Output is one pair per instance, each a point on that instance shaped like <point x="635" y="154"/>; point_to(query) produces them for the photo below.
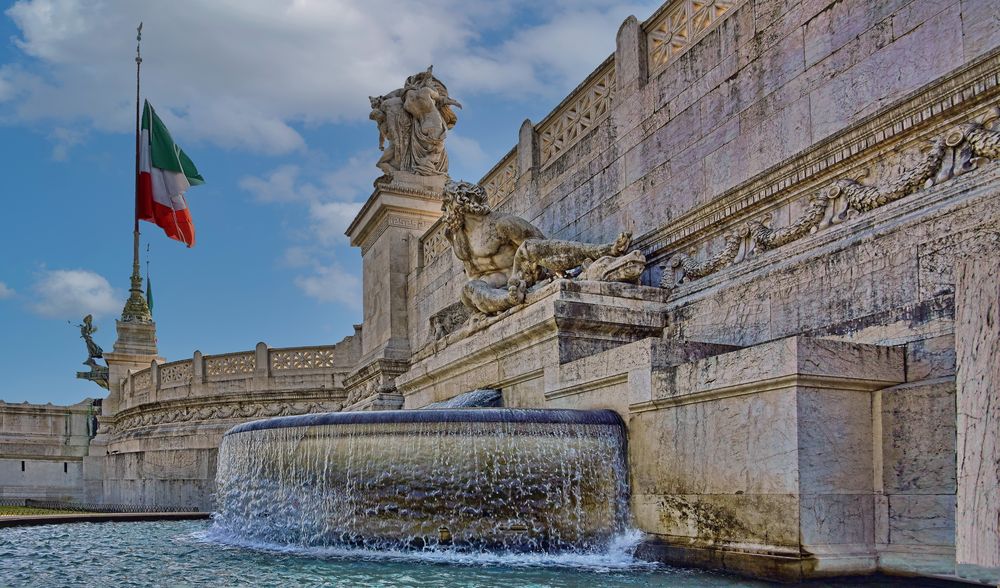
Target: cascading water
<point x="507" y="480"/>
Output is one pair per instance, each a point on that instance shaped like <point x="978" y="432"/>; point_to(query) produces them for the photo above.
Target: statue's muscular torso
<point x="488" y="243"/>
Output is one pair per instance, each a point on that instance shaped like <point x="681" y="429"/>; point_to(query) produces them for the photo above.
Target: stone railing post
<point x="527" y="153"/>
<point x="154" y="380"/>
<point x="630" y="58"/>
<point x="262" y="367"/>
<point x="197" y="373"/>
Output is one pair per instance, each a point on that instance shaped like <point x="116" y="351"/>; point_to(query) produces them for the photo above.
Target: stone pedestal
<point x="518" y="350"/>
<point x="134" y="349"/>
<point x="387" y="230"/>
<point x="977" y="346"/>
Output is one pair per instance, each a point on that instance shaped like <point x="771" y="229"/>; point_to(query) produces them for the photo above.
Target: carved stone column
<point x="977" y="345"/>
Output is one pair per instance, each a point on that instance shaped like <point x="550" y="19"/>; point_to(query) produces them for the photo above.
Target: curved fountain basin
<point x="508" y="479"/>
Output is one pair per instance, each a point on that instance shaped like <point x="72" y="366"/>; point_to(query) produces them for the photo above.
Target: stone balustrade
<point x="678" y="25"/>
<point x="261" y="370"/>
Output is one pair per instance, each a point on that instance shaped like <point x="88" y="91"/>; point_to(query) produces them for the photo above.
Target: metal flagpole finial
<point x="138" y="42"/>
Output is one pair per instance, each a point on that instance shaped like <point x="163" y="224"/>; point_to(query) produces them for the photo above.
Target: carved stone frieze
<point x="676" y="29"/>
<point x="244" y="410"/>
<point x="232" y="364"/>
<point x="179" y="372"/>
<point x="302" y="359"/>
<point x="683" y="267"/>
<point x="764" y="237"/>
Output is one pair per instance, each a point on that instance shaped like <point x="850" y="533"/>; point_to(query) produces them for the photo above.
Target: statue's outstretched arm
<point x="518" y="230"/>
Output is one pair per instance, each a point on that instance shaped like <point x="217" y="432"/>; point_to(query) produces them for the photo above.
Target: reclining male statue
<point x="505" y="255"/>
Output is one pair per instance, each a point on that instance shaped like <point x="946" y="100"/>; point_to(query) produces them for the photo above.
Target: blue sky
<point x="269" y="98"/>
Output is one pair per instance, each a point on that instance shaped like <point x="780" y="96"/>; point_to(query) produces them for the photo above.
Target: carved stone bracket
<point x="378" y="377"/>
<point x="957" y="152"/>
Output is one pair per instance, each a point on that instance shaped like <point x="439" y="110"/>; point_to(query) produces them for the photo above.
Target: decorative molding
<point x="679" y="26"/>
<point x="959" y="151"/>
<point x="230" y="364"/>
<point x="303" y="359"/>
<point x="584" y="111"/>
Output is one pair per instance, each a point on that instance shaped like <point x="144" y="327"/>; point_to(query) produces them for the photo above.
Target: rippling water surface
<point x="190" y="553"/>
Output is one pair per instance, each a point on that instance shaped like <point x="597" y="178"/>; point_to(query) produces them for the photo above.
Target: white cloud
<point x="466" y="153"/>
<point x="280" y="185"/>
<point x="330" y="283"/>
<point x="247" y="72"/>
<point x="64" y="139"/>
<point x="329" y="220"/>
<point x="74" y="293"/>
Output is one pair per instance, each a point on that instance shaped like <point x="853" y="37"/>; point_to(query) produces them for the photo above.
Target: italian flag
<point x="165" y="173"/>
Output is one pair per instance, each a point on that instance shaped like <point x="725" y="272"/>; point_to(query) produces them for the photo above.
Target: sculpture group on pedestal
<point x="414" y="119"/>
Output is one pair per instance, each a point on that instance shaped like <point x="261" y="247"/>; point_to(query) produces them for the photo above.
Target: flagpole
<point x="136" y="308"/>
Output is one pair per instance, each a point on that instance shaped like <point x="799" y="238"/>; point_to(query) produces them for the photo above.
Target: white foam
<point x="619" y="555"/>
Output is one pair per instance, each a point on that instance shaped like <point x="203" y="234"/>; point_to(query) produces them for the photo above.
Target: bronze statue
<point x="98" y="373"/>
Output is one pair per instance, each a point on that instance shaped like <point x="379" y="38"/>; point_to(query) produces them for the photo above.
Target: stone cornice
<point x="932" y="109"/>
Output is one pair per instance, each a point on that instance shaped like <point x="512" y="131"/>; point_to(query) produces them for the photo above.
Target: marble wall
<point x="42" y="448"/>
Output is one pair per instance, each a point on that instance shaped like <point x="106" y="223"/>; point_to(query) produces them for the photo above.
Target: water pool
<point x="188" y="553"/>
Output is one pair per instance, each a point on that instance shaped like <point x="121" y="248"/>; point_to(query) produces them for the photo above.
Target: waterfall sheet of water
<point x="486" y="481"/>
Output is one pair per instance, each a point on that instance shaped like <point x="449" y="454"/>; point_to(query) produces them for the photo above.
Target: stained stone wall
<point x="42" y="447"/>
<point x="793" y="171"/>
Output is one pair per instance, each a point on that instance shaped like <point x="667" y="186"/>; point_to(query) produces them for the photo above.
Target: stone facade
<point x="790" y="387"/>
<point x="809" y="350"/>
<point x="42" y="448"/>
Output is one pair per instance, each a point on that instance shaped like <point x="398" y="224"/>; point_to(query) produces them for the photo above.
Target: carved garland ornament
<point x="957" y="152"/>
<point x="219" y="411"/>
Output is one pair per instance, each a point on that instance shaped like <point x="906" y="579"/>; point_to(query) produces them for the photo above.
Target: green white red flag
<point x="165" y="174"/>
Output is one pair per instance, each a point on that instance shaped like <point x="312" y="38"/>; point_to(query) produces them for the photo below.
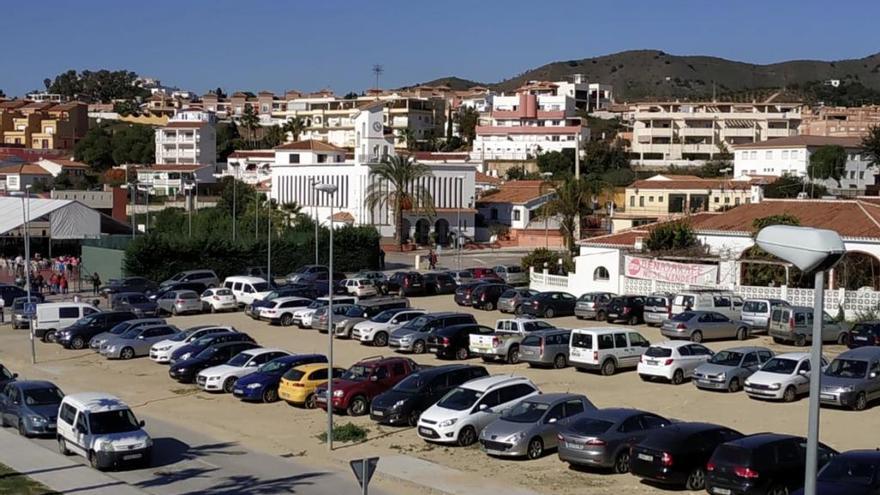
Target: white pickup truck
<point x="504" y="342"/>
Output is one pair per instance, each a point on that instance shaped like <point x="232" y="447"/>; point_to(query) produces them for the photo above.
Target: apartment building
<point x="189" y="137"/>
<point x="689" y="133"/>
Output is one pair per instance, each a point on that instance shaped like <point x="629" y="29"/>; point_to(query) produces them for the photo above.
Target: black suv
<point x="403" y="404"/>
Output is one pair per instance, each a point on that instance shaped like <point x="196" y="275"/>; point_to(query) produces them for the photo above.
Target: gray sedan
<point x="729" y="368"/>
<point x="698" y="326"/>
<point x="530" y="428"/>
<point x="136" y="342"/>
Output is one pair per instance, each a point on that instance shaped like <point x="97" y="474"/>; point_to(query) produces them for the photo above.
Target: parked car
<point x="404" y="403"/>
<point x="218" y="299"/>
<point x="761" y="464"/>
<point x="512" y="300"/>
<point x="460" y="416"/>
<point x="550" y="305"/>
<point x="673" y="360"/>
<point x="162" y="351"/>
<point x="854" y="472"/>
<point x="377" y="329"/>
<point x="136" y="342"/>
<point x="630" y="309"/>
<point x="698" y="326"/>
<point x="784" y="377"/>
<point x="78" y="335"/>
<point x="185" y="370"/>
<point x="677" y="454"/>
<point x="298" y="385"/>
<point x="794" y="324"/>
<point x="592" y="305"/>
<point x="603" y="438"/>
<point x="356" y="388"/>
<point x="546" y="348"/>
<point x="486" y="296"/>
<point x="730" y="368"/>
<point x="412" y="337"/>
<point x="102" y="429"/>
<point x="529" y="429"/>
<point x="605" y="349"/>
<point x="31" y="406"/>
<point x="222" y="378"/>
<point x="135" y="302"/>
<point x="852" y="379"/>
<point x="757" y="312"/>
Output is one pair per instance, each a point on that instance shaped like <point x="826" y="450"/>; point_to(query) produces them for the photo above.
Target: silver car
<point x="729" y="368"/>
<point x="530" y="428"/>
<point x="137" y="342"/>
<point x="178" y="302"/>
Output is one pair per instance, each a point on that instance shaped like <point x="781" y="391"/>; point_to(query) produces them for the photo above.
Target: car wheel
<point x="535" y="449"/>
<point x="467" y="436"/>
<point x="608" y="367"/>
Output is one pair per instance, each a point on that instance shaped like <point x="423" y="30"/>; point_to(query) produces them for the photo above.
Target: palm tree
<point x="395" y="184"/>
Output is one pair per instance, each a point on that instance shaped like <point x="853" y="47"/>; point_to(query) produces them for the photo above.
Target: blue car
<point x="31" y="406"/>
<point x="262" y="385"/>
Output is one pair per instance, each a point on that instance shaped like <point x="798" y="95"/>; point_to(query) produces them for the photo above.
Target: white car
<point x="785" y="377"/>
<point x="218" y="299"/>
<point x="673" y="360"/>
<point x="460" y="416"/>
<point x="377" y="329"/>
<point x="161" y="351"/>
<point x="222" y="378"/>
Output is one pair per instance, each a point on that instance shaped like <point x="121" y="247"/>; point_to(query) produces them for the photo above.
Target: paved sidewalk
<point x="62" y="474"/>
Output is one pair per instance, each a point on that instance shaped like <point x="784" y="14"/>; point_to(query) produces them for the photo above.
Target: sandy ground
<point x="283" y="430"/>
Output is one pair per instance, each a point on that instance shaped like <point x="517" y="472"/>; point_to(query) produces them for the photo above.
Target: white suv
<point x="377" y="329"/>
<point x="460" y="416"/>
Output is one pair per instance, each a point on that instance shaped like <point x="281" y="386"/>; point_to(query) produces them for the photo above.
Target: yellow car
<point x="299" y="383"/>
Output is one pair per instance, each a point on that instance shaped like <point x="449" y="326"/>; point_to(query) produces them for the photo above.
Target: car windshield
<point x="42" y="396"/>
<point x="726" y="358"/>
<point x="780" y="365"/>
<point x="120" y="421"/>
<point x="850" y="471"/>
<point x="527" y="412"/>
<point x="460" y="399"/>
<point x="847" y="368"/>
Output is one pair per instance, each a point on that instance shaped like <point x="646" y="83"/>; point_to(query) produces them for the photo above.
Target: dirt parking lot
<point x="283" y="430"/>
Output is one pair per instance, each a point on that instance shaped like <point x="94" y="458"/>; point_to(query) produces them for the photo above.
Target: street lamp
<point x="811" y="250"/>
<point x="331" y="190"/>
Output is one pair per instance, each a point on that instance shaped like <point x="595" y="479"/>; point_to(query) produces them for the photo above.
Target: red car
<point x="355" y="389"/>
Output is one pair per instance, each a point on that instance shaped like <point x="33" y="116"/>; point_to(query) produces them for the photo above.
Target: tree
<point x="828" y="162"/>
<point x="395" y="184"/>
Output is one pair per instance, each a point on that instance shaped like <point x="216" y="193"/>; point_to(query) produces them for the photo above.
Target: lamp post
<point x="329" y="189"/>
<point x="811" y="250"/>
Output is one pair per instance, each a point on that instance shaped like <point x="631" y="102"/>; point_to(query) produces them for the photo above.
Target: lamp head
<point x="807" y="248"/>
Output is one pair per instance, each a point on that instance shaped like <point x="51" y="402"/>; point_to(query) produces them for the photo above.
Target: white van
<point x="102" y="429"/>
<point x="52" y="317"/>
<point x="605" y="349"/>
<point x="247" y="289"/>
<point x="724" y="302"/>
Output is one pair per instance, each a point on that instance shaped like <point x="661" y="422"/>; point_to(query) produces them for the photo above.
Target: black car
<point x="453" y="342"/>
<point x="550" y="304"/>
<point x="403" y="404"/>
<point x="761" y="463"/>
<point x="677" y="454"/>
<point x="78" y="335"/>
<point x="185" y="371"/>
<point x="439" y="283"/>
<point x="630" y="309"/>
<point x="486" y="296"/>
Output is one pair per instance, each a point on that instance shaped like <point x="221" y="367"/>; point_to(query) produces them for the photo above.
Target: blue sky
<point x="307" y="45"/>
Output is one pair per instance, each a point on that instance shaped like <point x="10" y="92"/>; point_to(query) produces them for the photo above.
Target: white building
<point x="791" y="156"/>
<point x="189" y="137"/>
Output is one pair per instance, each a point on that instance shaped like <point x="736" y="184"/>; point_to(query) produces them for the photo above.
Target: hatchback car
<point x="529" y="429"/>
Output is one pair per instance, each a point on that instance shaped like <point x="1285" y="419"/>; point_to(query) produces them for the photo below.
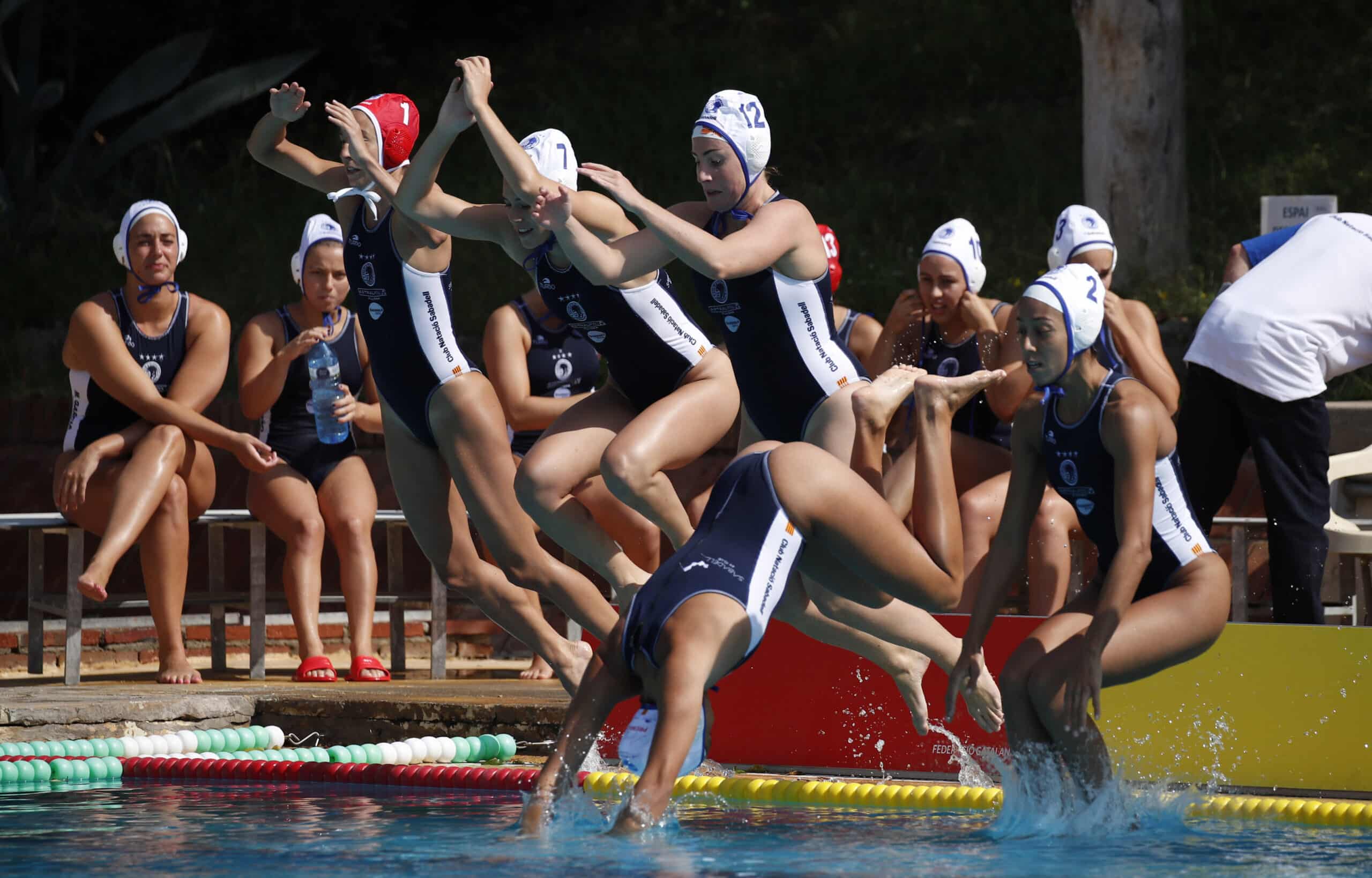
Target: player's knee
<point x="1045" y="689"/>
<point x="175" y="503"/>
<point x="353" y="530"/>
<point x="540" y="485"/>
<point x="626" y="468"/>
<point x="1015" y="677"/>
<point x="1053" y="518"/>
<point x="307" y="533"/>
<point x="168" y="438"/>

INSTRUCTION:
List every line in the data above that contains the string "stone". Case counts.

IN RESPONSE:
Target: stone railing post
Target: stone pedestal
Target: carved stone column
Target: stone balustrade
Target: carved stone frieze
Target: carved stone bracket
Target: stone cornice
Target: stained stone wall
Target: stone facade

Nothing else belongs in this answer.